— What you have to do —
Below are records; work out how many of their lines contain "step" and give only that number.
*** Data provided
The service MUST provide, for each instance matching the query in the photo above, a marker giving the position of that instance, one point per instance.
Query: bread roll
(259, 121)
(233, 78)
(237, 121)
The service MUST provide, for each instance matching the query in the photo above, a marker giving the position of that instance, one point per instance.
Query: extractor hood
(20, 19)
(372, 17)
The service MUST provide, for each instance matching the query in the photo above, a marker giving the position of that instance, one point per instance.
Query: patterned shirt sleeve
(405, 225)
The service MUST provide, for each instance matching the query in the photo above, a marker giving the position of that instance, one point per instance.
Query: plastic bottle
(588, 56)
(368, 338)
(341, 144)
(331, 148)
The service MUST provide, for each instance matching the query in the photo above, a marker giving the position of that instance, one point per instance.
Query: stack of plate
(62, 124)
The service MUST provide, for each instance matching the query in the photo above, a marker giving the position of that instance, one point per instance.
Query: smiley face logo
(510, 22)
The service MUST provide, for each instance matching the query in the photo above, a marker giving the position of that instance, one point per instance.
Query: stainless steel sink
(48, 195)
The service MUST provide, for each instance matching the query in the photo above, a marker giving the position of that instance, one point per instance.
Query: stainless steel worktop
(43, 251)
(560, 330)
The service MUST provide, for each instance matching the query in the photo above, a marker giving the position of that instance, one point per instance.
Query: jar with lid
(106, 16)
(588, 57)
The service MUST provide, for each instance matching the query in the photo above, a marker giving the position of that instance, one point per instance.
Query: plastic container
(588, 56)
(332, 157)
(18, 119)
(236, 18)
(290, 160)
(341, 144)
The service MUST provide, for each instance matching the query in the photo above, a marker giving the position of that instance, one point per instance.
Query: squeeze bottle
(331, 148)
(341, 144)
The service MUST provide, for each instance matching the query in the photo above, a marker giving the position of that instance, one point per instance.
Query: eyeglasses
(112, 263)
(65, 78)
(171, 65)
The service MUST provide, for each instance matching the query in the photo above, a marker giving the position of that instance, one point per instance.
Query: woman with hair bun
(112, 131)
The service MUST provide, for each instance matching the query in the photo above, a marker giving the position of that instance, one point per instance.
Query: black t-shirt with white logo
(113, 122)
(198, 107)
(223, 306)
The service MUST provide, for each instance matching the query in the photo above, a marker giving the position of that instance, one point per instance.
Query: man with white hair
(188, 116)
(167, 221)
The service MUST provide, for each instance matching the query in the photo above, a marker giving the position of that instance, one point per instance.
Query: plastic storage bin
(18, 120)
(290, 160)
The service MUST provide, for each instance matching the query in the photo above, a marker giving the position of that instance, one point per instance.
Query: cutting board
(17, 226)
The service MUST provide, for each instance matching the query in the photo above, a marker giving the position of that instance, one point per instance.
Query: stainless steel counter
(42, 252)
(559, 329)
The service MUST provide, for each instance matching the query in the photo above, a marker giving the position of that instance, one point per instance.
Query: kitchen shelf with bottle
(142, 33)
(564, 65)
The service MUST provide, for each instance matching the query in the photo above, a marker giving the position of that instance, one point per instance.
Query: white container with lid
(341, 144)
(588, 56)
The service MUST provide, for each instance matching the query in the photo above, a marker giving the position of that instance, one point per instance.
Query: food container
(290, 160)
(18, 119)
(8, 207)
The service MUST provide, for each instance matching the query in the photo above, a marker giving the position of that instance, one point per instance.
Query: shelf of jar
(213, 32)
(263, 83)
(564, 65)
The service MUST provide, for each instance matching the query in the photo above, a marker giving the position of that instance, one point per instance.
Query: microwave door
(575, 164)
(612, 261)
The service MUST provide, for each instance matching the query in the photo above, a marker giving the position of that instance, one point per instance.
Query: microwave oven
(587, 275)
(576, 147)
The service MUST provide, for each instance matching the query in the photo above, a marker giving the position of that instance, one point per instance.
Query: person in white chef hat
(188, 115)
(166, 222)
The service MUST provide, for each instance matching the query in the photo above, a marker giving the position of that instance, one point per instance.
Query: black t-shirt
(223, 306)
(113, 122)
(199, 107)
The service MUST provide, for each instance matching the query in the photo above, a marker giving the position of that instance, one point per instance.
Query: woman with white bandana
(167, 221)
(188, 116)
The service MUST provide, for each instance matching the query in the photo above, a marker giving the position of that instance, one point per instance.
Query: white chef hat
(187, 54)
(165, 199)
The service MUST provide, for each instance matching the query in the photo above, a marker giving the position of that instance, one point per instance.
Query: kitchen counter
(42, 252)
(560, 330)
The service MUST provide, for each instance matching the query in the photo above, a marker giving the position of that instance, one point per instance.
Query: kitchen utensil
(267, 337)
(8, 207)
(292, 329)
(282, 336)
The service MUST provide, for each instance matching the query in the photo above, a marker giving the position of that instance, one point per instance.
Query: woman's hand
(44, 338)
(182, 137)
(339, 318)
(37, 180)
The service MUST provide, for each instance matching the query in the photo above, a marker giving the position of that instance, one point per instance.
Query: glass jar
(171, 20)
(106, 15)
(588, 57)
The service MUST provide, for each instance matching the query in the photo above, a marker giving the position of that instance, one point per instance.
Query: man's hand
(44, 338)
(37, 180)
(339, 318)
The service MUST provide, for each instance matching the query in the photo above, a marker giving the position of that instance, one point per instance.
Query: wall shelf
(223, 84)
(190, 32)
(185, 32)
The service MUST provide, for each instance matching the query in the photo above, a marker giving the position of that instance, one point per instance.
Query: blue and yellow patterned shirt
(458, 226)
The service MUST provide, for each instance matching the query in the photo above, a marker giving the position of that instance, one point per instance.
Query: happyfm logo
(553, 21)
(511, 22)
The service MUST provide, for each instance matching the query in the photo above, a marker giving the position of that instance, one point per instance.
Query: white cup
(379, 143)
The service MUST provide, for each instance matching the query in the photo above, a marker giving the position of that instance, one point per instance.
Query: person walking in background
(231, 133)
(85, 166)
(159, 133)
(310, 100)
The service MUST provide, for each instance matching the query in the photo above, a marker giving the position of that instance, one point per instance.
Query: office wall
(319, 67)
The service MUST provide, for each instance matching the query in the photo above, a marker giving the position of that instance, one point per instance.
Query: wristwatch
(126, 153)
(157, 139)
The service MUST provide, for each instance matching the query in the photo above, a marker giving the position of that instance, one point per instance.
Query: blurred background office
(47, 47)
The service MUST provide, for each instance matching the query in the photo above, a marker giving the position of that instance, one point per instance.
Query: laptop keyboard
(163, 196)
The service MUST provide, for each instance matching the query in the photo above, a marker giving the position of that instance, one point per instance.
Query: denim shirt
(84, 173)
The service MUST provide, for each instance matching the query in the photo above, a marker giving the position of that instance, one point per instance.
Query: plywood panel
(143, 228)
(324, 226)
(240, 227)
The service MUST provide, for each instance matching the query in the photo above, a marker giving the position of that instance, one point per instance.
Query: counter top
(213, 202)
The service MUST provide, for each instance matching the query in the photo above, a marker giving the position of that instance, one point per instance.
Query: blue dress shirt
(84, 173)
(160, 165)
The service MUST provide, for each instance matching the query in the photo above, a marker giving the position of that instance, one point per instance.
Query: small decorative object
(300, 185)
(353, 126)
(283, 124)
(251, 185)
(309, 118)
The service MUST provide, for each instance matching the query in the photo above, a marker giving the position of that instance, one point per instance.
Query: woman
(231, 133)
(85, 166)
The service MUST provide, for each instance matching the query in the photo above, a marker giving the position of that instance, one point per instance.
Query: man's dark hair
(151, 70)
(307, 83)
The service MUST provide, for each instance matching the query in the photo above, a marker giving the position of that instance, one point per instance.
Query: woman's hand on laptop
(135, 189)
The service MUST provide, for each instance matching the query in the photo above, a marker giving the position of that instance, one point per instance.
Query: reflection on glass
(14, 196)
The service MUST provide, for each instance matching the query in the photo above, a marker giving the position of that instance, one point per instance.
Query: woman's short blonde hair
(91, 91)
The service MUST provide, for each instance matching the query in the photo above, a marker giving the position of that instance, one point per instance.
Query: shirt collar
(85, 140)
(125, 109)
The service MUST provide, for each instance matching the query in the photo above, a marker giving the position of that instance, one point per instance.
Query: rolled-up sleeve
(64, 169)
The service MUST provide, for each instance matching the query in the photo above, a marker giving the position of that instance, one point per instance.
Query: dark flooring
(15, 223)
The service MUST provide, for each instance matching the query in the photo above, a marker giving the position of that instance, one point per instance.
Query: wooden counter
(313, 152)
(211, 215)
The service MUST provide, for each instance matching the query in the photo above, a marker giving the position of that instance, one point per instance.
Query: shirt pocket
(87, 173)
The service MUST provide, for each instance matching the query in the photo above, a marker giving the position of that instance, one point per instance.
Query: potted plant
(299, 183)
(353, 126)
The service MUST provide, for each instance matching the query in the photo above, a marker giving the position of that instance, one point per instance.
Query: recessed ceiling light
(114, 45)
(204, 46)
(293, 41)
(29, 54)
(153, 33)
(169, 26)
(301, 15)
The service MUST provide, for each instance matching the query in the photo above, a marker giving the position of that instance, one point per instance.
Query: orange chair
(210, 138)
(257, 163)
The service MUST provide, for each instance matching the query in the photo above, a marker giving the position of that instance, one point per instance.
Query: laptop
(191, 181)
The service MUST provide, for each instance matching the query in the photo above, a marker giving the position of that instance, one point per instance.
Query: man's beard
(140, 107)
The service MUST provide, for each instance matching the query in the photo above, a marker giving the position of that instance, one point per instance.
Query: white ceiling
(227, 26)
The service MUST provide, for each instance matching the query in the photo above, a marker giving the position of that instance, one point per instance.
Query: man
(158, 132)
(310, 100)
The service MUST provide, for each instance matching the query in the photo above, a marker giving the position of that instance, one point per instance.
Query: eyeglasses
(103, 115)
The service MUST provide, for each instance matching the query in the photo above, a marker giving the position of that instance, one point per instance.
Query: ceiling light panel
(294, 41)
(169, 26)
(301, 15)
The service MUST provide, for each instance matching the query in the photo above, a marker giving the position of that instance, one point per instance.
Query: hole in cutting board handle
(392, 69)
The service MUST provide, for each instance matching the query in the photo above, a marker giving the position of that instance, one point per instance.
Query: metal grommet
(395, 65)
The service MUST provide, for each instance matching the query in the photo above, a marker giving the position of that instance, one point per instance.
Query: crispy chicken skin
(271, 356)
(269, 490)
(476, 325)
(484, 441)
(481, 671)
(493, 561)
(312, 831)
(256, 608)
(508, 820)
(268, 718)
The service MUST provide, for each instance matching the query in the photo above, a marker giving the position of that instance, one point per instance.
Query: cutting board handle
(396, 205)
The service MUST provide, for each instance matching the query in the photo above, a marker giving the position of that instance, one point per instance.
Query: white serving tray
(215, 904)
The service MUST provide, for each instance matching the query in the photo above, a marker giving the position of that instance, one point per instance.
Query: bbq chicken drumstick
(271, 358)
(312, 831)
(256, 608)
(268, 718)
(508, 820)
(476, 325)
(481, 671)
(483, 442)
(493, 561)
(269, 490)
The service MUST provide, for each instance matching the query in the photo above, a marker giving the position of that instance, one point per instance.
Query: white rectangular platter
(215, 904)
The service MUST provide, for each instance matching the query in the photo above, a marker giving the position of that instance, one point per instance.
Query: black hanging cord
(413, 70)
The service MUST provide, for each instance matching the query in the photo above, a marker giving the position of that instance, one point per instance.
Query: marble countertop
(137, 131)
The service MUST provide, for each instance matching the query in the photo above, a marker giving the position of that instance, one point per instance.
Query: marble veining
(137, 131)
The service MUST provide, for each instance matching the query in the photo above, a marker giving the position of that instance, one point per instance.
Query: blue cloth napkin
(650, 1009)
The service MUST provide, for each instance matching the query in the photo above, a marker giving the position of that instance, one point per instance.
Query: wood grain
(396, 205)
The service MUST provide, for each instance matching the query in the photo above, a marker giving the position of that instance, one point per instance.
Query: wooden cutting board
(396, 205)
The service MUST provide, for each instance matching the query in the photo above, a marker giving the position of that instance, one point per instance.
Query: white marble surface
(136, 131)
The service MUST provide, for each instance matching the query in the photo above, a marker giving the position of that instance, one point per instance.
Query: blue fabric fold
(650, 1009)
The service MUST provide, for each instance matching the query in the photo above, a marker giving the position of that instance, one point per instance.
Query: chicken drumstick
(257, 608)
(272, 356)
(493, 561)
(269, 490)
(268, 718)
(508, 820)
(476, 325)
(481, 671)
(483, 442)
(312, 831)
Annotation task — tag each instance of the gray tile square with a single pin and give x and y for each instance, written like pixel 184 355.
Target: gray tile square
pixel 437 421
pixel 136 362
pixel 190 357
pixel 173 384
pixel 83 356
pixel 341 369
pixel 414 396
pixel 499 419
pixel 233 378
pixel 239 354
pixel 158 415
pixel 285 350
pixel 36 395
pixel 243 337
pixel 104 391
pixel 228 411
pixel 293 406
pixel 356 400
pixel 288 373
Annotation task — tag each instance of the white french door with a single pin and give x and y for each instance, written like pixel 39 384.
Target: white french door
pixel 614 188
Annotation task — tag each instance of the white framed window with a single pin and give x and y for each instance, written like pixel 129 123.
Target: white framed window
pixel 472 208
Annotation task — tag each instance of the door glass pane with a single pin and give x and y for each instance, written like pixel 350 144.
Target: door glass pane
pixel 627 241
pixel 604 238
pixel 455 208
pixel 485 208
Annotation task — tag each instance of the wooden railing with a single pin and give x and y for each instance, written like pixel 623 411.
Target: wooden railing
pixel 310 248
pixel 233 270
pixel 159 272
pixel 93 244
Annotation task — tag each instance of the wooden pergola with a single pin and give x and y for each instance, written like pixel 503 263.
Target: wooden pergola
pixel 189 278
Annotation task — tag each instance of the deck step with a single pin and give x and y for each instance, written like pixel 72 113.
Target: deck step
******
— Written answer —
2